Selected extract: Begin

The Buskers, oil painting by Matt Duckett

Fishing the Streets: Busking in a Bar Town

The Buskers, oil painting by Matt Duckett

The Buskers

Oil on linen

36″ x 48″

We sat engrossed in spectacle under the swirling, drunken crowd that circled us like dumb buzzards. Some of them danced to our music, some to the pulse of some bassy anthem still rattling in their skeleton from two bars down, and others were just there looking for someone to shout at and rub up against. Our locking eyes corroborated a repeat, and we took it from the top again, then again, already at top speed but pressing faster, our boxes of wood and metal volatile and skittering on the edge of control in our own hands, risking explosion if we kept going but ensuring one if we stopped. The drunkest of them teetered in their orbits, set aright by a gentle kick, or glancing off fixed things and sent careening . On two main streets we sat in delta, passers-by, their current interrupted, drifting bemused by our presence, all craned and coiled in private, quizzical eddy around the corners and over the curbs. And in the brackish exchange of people and music, many bobbed and beached in front of us, casting dollars like seashells and disappearing into the rising tide.

We had waited through the evening. Like fisherman we waited. For a dark hour, for a comfortable quarry, for favorable weather and a contented gut we waited. Sun light skipped along the tops of brown brick storefronts on its way beyond the horizon. At its heels we stepped through the stickered doors of a convenience store for coffee. The weary warmth of September would turn in well before us tonight.

When we got to the spot, Tim was there. Tim knew all the best spots. He’d fished his music all over this town, and near as I could tell, all over all the towns. He could feel the fish in the water, or whatever the good fisherman do, and this was the spot. He was here already, standing under the awning of a dark salon, casting and reeling, perched at his fiddle-case like he was standing in a boat, shuffling to his meter as if drawing in his line. A half dozen green paper fish lay dead in his case.

The streets were filling with people, and we set out our chairs and stools. We squeezed our coffees for another minute then warmed our instruments in gloved hands. As we set up, Tim made room for us by brushing aside the dollars in his case. As you do. All but one, and I threw in two more, and Misha none.

Tim called the tune, we followed suit. An old time American shuffle. Kitschy, maybe corny to the young people walking to their next beer. We repeated the tunes more than we would under any other circumstance, playing to the deaf guppies with their scales of silver and gold and red and denim. We passed tunes back and forth under the awning, different bait for different fish.

Selected extract: End
Records shown: Begin

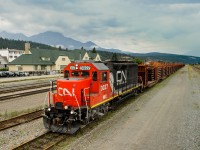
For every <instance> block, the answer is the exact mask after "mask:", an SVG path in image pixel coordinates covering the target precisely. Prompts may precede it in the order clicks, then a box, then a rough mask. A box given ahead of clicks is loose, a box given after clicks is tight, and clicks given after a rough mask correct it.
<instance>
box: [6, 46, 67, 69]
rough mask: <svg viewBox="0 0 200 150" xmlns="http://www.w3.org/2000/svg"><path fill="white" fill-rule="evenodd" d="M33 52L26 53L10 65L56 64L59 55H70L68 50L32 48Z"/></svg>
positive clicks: (30, 50)
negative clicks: (26, 53)
mask: <svg viewBox="0 0 200 150" xmlns="http://www.w3.org/2000/svg"><path fill="white" fill-rule="evenodd" d="M30 52H31V54H24V55H21V56H19V57H18V58H16V59H15V60H13V61H12V62H10V63H9V65H54V64H55V62H56V60H57V59H58V57H59V56H69V52H68V51H66V50H49V49H48V50H47V49H30Z"/></svg>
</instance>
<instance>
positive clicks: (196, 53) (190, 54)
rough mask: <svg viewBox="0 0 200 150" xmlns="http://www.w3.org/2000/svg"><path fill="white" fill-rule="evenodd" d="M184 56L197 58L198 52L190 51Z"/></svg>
mask: <svg viewBox="0 0 200 150" xmlns="http://www.w3.org/2000/svg"><path fill="white" fill-rule="evenodd" d="M185 55H190V56H197V57H199V56H200V51H197V50H192V51H189V52H187V53H185Z"/></svg>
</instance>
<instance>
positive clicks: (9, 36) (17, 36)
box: [0, 31, 28, 41]
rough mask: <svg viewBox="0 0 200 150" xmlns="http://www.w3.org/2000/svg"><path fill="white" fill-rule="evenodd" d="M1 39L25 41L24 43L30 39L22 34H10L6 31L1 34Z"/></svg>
mask: <svg viewBox="0 0 200 150" xmlns="http://www.w3.org/2000/svg"><path fill="white" fill-rule="evenodd" d="M0 37H2V38H6V39H12V40H23V41H27V40H28V37H27V36H25V35H24V34H22V33H8V32H6V31H2V32H0Z"/></svg>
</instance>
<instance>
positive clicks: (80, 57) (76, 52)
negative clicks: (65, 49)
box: [68, 49, 87, 61]
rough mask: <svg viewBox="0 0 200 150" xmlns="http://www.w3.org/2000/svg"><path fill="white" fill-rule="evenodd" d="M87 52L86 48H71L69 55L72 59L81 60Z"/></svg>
mask: <svg viewBox="0 0 200 150" xmlns="http://www.w3.org/2000/svg"><path fill="white" fill-rule="evenodd" d="M86 52H87V51H86V50H79V49H76V50H71V51H70V54H69V56H68V57H69V59H70V60H71V61H74V60H80V58H81V60H82V59H83V57H84V55H85V53H86Z"/></svg>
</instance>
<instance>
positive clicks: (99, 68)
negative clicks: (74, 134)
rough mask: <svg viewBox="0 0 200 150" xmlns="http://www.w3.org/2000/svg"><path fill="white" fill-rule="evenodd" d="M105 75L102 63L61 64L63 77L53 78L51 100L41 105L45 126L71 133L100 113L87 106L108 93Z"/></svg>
mask: <svg viewBox="0 0 200 150" xmlns="http://www.w3.org/2000/svg"><path fill="white" fill-rule="evenodd" d="M109 75H110V71H109V69H108V67H107V66H105V65H104V64H103V63H90V62H76V63H70V64H69V65H68V66H67V67H65V69H64V78H63V79H58V80H57V81H56V84H57V88H56V92H55V93H51V95H52V100H49V101H52V103H51V104H50V105H49V106H48V107H47V108H46V109H45V114H44V117H43V119H44V125H45V127H46V128H47V129H49V130H51V131H54V132H60V133H70V134H73V133H74V132H76V131H77V130H78V129H79V128H80V126H81V125H82V124H84V123H87V122H89V120H91V119H92V118H94V117H95V116H97V115H100V114H101V113H100V111H101V110H99V109H98V111H96V110H95V111H94V110H92V109H91V108H92V107H95V106H96V105H97V104H100V103H101V102H103V101H104V100H106V99H108V98H109V97H110V96H111V94H112V90H111V86H110V82H109ZM103 109H105V107H104V108H103ZM104 111H105V110H104Z"/></svg>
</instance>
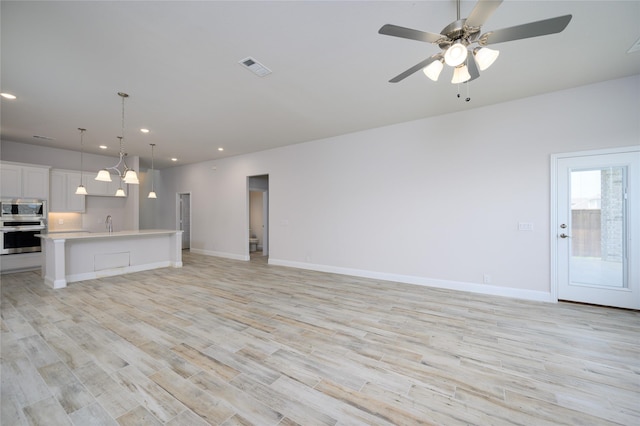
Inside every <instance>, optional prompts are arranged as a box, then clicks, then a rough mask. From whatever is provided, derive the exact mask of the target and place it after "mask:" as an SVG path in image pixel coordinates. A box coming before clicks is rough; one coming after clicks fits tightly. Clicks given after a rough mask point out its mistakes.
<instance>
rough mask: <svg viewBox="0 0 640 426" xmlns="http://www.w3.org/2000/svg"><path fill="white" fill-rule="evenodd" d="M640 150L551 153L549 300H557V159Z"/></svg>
mask: <svg viewBox="0 0 640 426" xmlns="http://www.w3.org/2000/svg"><path fill="white" fill-rule="evenodd" d="M631 152H640V147H638V146H629V147H622V148H607V149H598V150H590V151H576V152H565V153H559V154H551V159H550V160H551V161H550V163H551V167H550V172H551V176H550V177H551V179H550V181H551V199H550V203H551V204H550V215H551V217H550V221H549V223H550V227H549V244H550V249H551V250H550V253H551V259H550V267H551V268H550V269H551V270H550V274H551V276H550V285H551V288H550V290H551V301H553V302H556V303H557V302H558V286H559V280H558V272H559V271H558V235H557V230H558V226H559V224H558V161H559V160H561V159H566V158H574V157H588V156H597V155H609V154H622V153H631Z"/></svg>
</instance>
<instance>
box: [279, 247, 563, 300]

Records shown: End

• [Exercise goal]: In the essay on busking in a bar town, what kind of tune did Tim call when the musicians started playing together?

• [Solution to the exercise]: An old time American shuffle.